• GIVEN REQUEST:
Turn every line of the listing below into a numbered list, omitting any blank lines and leaving out the pictures.

☆ ☆ ☆ ☆

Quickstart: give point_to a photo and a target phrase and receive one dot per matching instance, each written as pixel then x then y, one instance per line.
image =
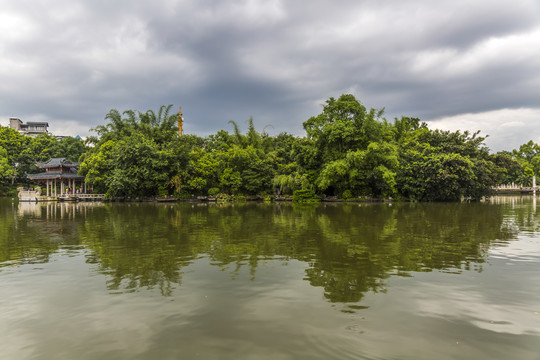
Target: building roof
pixel 37 123
pixel 57 162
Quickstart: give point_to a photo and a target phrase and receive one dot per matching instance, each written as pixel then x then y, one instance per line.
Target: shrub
pixel 305 196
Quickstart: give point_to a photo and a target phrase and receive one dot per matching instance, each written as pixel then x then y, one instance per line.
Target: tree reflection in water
pixel 350 249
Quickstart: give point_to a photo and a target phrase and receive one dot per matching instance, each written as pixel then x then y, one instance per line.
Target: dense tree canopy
pixel 349 151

☆ ☆ ☆ ☆

• SOLUTION TO THIS TASK:
1. Quickstart: give point_to a photo and a target phrase and receive one dot per matching instance, each written as pixel then x then y, one instance per line.
2. image =
3. Target: building roof
4. pixel 37 123
5. pixel 57 162
6. Quickstart: give point_to a photo and a target phrase and receive one dot per matching instance, each written as pixel then x then y, one instance per line.
7. Target: shrub
8. pixel 305 196
9. Quickstart: give point_to a photo and a target phrase and receive one dot per matching instance, each written as pixel then x then y, one instance per line.
10. Target: tree reflection in water
11. pixel 350 249
12. Quickstart: give point_to a photo and a target phrase and receive one dot per matching instance, each written as pixel then x then y, one instance per line.
13. Target: dense tree canopy
14. pixel 349 151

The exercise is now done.